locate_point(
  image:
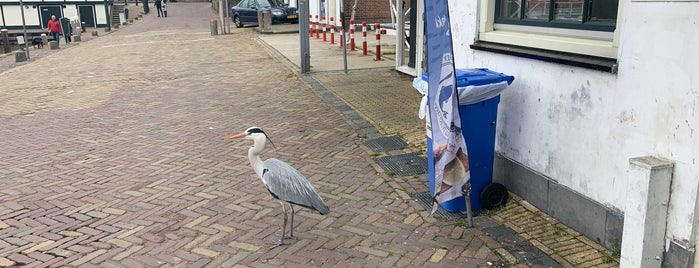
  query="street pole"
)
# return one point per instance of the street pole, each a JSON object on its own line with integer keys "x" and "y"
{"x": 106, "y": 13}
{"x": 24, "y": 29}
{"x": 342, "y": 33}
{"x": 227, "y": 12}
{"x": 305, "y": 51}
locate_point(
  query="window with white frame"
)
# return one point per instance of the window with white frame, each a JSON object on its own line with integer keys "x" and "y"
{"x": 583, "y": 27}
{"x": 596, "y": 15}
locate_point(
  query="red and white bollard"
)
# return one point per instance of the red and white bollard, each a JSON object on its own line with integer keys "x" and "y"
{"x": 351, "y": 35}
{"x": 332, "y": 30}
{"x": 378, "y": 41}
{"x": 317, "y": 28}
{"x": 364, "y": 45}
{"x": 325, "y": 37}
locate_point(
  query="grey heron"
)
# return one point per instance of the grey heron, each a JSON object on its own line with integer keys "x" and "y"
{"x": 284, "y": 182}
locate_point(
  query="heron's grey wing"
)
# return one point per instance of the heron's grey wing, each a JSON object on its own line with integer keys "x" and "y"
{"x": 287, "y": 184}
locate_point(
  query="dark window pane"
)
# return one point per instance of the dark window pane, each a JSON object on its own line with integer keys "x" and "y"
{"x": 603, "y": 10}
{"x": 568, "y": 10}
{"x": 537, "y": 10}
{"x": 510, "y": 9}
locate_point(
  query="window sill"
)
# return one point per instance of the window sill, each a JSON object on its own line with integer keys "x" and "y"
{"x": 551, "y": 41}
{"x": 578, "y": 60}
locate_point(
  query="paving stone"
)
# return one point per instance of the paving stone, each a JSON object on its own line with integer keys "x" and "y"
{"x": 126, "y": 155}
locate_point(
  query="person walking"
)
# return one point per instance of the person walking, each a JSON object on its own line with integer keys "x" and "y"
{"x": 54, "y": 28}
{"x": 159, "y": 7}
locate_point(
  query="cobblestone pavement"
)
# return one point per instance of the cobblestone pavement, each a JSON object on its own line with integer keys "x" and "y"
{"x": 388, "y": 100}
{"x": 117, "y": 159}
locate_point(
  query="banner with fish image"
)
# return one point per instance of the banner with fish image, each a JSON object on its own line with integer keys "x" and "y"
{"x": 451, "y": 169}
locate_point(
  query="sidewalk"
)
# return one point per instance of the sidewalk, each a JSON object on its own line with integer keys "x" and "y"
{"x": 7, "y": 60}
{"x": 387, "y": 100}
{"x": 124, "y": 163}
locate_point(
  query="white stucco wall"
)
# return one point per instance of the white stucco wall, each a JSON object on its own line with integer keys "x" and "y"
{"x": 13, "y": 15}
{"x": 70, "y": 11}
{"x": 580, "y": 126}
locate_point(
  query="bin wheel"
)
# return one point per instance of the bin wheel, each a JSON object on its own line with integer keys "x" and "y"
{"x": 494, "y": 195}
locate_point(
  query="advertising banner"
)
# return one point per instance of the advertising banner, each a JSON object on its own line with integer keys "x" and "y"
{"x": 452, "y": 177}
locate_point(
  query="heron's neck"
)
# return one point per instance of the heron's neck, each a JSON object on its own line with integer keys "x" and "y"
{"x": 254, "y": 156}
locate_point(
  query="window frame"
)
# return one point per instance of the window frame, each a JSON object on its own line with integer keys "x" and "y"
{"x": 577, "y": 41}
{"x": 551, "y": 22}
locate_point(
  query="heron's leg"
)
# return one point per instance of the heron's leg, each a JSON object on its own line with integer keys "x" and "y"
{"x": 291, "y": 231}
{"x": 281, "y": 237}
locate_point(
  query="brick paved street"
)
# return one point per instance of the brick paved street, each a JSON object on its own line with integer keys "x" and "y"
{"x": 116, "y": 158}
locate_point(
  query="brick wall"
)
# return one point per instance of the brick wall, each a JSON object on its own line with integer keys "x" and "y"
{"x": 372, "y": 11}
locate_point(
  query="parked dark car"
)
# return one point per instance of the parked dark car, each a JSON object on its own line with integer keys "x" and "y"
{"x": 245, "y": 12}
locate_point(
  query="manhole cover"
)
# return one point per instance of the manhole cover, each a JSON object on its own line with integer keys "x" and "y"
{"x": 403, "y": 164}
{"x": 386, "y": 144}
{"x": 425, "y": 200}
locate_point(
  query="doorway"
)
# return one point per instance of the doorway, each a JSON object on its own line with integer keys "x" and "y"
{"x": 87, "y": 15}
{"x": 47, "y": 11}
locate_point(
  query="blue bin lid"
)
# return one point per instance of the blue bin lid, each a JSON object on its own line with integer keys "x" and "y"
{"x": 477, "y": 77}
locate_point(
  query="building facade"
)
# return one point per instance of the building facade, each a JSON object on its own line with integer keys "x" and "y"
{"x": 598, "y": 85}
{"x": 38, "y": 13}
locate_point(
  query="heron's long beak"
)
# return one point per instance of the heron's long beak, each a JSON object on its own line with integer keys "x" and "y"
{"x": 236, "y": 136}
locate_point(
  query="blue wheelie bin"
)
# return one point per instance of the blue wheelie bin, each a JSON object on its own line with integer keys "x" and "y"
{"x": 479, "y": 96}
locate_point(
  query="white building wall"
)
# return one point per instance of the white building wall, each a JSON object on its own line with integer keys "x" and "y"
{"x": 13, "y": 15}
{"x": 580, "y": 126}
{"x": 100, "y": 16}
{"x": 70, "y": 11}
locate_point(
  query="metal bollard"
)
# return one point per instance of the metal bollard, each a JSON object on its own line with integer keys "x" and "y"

* * * * * * *

Transcribe the entries above verbatim, omitting their pictures.

locate_point(
  image:
  query="street pole"
)
# return one point per instance of the street pole, each a JSON object on its own line with integer keys "x" and "y"
{"x": 106, "y": 13}
{"x": 24, "y": 29}
{"x": 342, "y": 33}
{"x": 227, "y": 12}
{"x": 305, "y": 51}
locate_point(
  query="window with white frame"
)
# return one point per instance of the window with white frame, each a JSON object on its own line with integer keys "x" and "y"
{"x": 583, "y": 27}
{"x": 596, "y": 15}
locate_point(
  query="red and white bollard"
)
# return one point per instance of the red and white bollard, each a JSON object on its own line with integer keys "x" and "y"
{"x": 351, "y": 35}
{"x": 332, "y": 30}
{"x": 378, "y": 41}
{"x": 317, "y": 28}
{"x": 364, "y": 45}
{"x": 325, "y": 37}
locate_point(
  query="grey heron"
)
# return one point per instance of the grey heron, each a JSON object on its own line with integer keys "x" and "y"
{"x": 284, "y": 182}
locate_point(
  query="heron's grey wing"
)
# return one point per instance of the heron's grey wing, each a JSON object on its own line with integer keys "x" and "y"
{"x": 287, "y": 184}
locate_point(
  query="dark window pane"
)
# return one point per instance of the dark window pane, each a JSON object on its own line with integer keys "x" and "y"
{"x": 603, "y": 10}
{"x": 568, "y": 10}
{"x": 537, "y": 10}
{"x": 510, "y": 9}
locate_point(
  query="window sill"
)
# return one point per instance of the window sill, each a JSON object on its own line with integer keys "x" and "y"
{"x": 551, "y": 41}
{"x": 578, "y": 60}
locate_point(
  query="paving stone"
)
# return one point per instance of the paving stone, each a JSON object on its own line with integer keys "x" and "y"
{"x": 126, "y": 155}
locate_point(
  query="person walking"
)
# return one point per instance of the person walking, each a JSON object on its own line with integer keys "x" and "y"
{"x": 54, "y": 28}
{"x": 159, "y": 7}
locate_point(
  query="cobblestone pavement"
)
# return one point per instance of the cobblestone pavement, each a JSON object on its own line with integer keys "x" and "y"
{"x": 388, "y": 100}
{"x": 117, "y": 159}
locate_point(
  query="banner with fish image"
)
# return one point per instance of the banner with fish image, each a JSON object on its own line with integer keys "x" and "y"
{"x": 451, "y": 169}
locate_point(
  query="sidewalk"
)
# return one point per instance of the sidewalk, each a JSON object on its own line with integer keys "x" and "y"
{"x": 7, "y": 60}
{"x": 387, "y": 100}
{"x": 124, "y": 163}
locate_point(
  query="white stucco wall"
)
# return one point per instance of the white stucco wall, each a JSON object on its own line with integer keys "x" and "y"
{"x": 13, "y": 15}
{"x": 70, "y": 11}
{"x": 580, "y": 126}
locate_point(
  query="bin wheel"
)
# return one point per instance of the bin wheel, each a JSON object on its own line with integer keys "x" and "y"
{"x": 494, "y": 195}
locate_point(
  query="advertising banner"
)
# return one point per instance of the advertising banner, each a JSON object on its own line with integer keys "x" and "y"
{"x": 452, "y": 177}
locate_point(
  query="heron's neck"
)
# return one point per instance of the heron's neck, each a JSON object on its own line with integer keys "x" and "y"
{"x": 254, "y": 156}
locate_point(
  query="window frame"
)
# return one point per instance of the window frame, each a JSON object on its own line with integer keys "x" and "y"
{"x": 577, "y": 41}
{"x": 551, "y": 22}
locate_point(
  query="heron's leg"
)
# return one point per instance of the heron's leg, each a JSON object on its own line with integer keys "x" and "y"
{"x": 291, "y": 231}
{"x": 281, "y": 237}
locate_point(
  query="brick paved street"
)
# return one point per instance of the brick paved street, each a JSON object on its own line with integer keys "x" and "y"
{"x": 116, "y": 158}
locate_point(
  query="brick wall"
)
# return one point per instance of the brick wall, each a JSON object on its own line with integer keys "x" and "y"
{"x": 372, "y": 11}
locate_point(
  query="parked dark car"
)
# return one point per instance of the parked dark car, each a JSON object on its own line with integer keys "x" and "y"
{"x": 245, "y": 12}
locate_point(
  query="manhole cover"
)
# return one point per instance of the manhole cover, each a JSON object on its own line with integer keys "x" and "y"
{"x": 403, "y": 164}
{"x": 386, "y": 144}
{"x": 425, "y": 200}
locate_point(
  query="doorway"
)
# return one point per instance of the doorway, each a JSON object on its own line with integer keys "x" and "y"
{"x": 87, "y": 15}
{"x": 47, "y": 11}
locate_point(
  query="blue bin lid"
)
# return one point per instance of the blue bin lid, each a JSON object on its own line with integer keys "x" and "y"
{"x": 477, "y": 77}
locate_point(
  query="building facade"
)
# return one point per instance of the building facade, each a JSON object on its own line with integer keys "x" and "y"
{"x": 598, "y": 85}
{"x": 38, "y": 13}
locate_point(
  query="heron's long beak"
)
# return one point per instance of the heron's long beak, each a JSON object on its own line with integer keys "x" and "y"
{"x": 236, "y": 136}
locate_point(
  query="blue wheelie bin"
)
# return one point per instance of the blue wheelie bin, each a JSON object on its own line with integer keys "x" and "y"
{"x": 479, "y": 96}
locate_point(
  query="white building wall"
)
# return one point per instance of the white building wall, each a JSON object on its own line with integer keys "x" and "y"
{"x": 13, "y": 15}
{"x": 580, "y": 126}
{"x": 100, "y": 16}
{"x": 70, "y": 11}
locate_point(
  query="metal bollard"
)
# return one point per instance of the metal bollard, each a JSON object on its own line with integer keys "x" and "y"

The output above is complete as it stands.